[DIRECTIONS FOR THIS TASK]: In the records that follow, find the line with "point: cub's rounded"; from there, retype every line exactly through the line with "point: white fur", which also belongs to the answer.

[ENTRIES SHOWN]:
::::

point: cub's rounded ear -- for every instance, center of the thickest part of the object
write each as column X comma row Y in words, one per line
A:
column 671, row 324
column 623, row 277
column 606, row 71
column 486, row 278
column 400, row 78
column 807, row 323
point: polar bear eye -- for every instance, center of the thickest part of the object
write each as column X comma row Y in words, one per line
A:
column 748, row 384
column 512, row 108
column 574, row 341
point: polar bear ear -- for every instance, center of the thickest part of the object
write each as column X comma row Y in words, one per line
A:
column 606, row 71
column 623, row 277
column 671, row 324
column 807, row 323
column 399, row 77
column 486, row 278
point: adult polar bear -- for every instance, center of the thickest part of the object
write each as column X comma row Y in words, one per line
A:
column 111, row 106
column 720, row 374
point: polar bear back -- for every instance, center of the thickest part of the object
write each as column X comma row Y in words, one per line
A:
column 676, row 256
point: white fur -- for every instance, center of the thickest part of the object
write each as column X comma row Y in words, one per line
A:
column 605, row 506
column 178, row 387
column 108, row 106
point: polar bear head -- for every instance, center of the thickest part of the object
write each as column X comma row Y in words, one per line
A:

::::

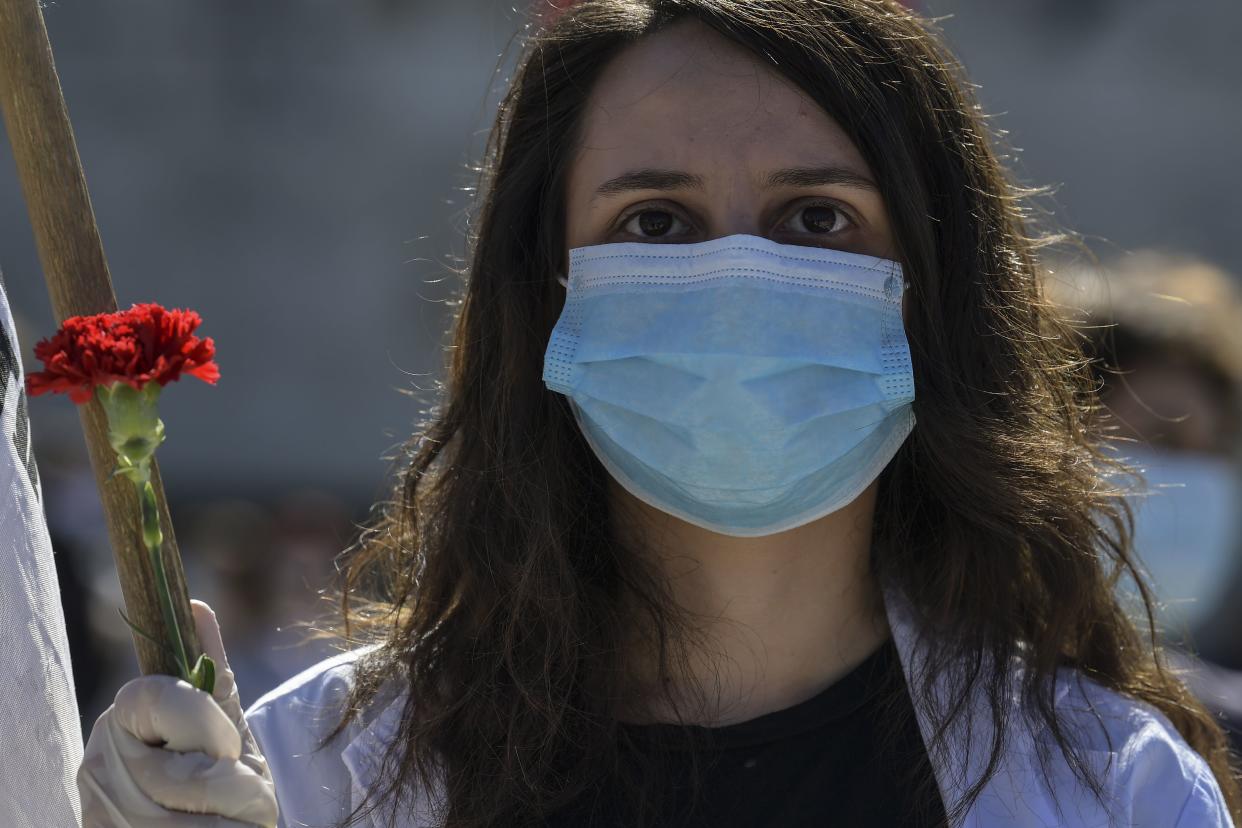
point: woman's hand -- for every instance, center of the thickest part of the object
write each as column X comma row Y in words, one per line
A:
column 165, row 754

::::

[RESPONSE AREA]:
point: cub's rounded ear -- for every instance, center of the thickest part of the object
write each as column X comma row Y in words, one per line
A:
column 671, row 324
column 623, row 277
column 606, row 71
column 486, row 278
column 400, row 78
column 807, row 323
point: polar bear eye -- for every instance, center of the thickest part of the object
write each as column X comma row Y in words, one per line
A:
column 748, row 384
column 512, row 108
column 574, row 341
point: polar bear ear -- for every instance, center of the thickest part of the object
write each as column X comma row Y in words, one per line
A:
column 606, row 71
column 623, row 277
column 671, row 324
column 807, row 323
column 399, row 77
column 486, row 278
point: adult polar bear -- for every instance, center of the thickest part of the object
write each as column X comma row Y in words, one per line
A:
column 111, row 106
column 720, row 374
point: polar bear back -- for every instance, center of the thickest part of the object
write each as column X comma row Y in words, one per line
A:
column 676, row 256
point: white fur -- for every instance, center of the thickest part of the object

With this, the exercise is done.